- SHORT TASK:
Every line of the material below must be repeated exactly.

(Entries taken from a collection)

»»

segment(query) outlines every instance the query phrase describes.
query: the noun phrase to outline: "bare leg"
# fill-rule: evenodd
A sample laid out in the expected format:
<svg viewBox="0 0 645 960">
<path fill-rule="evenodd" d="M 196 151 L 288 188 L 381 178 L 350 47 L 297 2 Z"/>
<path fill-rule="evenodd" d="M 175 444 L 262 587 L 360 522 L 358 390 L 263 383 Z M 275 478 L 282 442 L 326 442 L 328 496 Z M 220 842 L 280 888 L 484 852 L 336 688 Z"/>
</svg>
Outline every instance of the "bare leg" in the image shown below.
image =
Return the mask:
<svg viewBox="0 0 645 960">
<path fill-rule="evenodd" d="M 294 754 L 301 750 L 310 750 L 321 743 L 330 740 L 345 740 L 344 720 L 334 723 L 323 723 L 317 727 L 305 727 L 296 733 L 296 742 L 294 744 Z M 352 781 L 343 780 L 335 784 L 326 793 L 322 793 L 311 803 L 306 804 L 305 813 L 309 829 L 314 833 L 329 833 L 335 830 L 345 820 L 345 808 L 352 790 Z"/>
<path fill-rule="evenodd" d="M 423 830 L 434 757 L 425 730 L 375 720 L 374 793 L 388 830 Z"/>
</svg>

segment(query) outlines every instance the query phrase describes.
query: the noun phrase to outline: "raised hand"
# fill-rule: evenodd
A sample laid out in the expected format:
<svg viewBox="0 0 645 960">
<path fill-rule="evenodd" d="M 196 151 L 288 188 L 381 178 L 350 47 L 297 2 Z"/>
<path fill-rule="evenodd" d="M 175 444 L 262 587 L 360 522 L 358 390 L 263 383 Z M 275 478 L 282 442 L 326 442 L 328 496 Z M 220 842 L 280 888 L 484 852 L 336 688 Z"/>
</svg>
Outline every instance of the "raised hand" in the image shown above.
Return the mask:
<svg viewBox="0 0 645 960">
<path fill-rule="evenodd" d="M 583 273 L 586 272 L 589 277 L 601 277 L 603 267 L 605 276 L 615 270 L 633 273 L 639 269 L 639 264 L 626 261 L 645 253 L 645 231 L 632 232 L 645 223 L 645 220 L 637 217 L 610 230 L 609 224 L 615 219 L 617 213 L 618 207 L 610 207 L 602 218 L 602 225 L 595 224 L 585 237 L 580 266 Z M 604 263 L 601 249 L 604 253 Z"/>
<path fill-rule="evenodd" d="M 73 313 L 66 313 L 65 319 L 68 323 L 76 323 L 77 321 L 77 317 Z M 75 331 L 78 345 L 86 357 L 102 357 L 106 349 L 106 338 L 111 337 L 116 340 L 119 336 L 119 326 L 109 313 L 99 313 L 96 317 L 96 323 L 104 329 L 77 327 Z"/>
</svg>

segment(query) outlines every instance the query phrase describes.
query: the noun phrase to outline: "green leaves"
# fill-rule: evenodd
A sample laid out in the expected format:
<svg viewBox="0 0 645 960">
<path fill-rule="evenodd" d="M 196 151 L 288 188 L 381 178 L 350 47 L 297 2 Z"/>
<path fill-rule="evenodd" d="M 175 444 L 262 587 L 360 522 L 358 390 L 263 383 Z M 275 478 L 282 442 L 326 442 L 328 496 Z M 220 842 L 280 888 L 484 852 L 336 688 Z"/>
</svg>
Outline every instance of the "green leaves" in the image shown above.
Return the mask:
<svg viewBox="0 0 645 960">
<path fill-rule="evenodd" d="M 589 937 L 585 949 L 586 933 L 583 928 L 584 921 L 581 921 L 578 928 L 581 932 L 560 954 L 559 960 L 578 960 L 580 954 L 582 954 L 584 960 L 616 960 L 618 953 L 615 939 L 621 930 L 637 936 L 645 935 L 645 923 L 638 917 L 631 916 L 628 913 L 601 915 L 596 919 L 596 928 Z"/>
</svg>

««

- RESPONSE TO THE EXERCISE:
segment(query) outlines every instance the query phrase describes.
query: the noun phrase to outline: "bare leg"
# fill-rule: evenodd
A sample laid out in the expected format:
<svg viewBox="0 0 645 960">
<path fill-rule="evenodd" d="M 196 151 L 288 188 L 381 178 L 350 47 L 297 2 Z"/>
<path fill-rule="evenodd" d="M 175 444 L 262 587 L 360 522 L 358 390 L 263 383 Z M 275 478 L 282 442 L 326 442 L 328 496 Z M 220 842 L 280 888 L 484 852 L 336 688 Z"/>
</svg>
Outline every instance of the "bare leg" in the image shown below.
image =
Return the mask:
<svg viewBox="0 0 645 960">
<path fill-rule="evenodd" d="M 294 754 L 301 750 L 310 750 L 321 743 L 330 740 L 345 740 L 344 720 L 334 723 L 323 723 L 317 727 L 305 727 L 296 733 L 296 742 L 294 744 Z M 352 781 L 343 780 L 335 784 L 326 793 L 322 793 L 311 803 L 306 804 L 305 813 L 309 829 L 314 833 L 329 833 L 335 830 L 345 820 L 345 808 L 352 790 Z"/>
<path fill-rule="evenodd" d="M 423 830 L 434 757 L 425 730 L 375 720 L 374 793 L 388 830 Z"/>
</svg>

segment(query) outlines every instance the query phrase describes.
query: the noun phrase to outline: "raised hand"
# fill-rule: evenodd
A sample laid out in the expected format:
<svg viewBox="0 0 645 960">
<path fill-rule="evenodd" d="M 196 151 L 288 188 L 381 178 L 350 47 L 297 2 Z"/>
<path fill-rule="evenodd" d="M 175 444 L 262 587 L 360 522 L 358 390 L 263 383 Z M 275 478 L 282 442 L 326 442 L 328 496 Z M 220 842 L 280 888 L 484 852 L 336 688 Z"/>
</svg>
Outline every instance of the "raised hand" in the image shown above.
Return the mask:
<svg viewBox="0 0 645 960">
<path fill-rule="evenodd" d="M 583 273 L 586 272 L 589 277 L 601 277 L 603 267 L 605 276 L 615 270 L 633 273 L 639 269 L 639 264 L 626 261 L 645 253 L 645 231 L 632 232 L 645 223 L 645 220 L 637 217 L 610 230 L 609 224 L 615 219 L 617 213 L 618 207 L 610 207 L 602 218 L 602 225 L 595 224 L 585 237 L 580 266 Z M 604 263 L 601 249 L 604 253 Z"/>
<path fill-rule="evenodd" d="M 73 313 L 66 313 L 65 319 L 68 323 L 76 323 L 77 321 L 77 317 Z M 75 331 L 78 345 L 86 357 L 102 357 L 106 349 L 106 338 L 111 337 L 116 340 L 119 336 L 119 326 L 109 313 L 99 313 L 96 317 L 96 323 L 104 329 L 77 327 Z"/>
</svg>

segment(query) outlines every instance the query phrase describes.
query: the noun phrase to outline: "green leaves"
# fill-rule: evenodd
A sample laid out in the expected format:
<svg viewBox="0 0 645 960">
<path fill-rule="evenodd" d="M 196 151 L 288 188 L 381 178 L 350 47 L 297 2 Z"/>
<path fill-rule="evenodd" d="M 175 444 L 262 587 L 360 522 L 358 390 L 263 383 Z M 275 478 L 282 442 L 326 442 L 328 496 Z M 220 842 L 280 888 L 484 852 L 336 688 Z"/>
</svg>
Outline every instance of the "green leaves" in the image shown above.
Return the mask:
<svg viewBox="0 0 645 960">
<path fill-rule="evenodd" d="M 589 937 L 585 949 L 586 933 L 583 928 L 584 921 L 581 921 L 578 928 L 581 932 L 560 954 L 559 960 L 578 960 L 580 954 L 582 954 L 584 960 L 616 960 L 618 953 L 615 939 L 621 930 L 637 936 L 645 935 L 645 923 L 638 917 L 631 916 L 628 913 L 601 915 L 596 919 L 596 928 Z"/>
</svg>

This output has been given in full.